Start of Task input
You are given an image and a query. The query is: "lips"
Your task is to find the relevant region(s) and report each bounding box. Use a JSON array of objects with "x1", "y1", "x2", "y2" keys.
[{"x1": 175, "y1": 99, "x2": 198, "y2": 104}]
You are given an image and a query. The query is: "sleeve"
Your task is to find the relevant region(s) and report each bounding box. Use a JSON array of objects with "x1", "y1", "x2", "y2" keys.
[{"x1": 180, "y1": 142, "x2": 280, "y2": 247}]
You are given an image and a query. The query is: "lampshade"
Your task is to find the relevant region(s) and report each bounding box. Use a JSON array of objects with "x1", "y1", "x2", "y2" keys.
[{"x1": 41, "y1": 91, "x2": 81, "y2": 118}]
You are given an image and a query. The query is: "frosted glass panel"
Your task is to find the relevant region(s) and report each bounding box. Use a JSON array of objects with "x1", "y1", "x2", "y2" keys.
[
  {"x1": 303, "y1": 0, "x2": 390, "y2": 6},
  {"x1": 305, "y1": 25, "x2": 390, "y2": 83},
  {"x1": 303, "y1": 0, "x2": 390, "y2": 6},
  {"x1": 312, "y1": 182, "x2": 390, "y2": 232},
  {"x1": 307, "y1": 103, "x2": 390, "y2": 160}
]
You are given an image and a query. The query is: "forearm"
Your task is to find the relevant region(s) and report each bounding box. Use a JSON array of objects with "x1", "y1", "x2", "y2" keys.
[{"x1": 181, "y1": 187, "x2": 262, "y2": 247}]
End of Task input
> _Directions for this task_
Count the lines of the records that contain the string "given" and reply with only that number.

> _Written answer_
5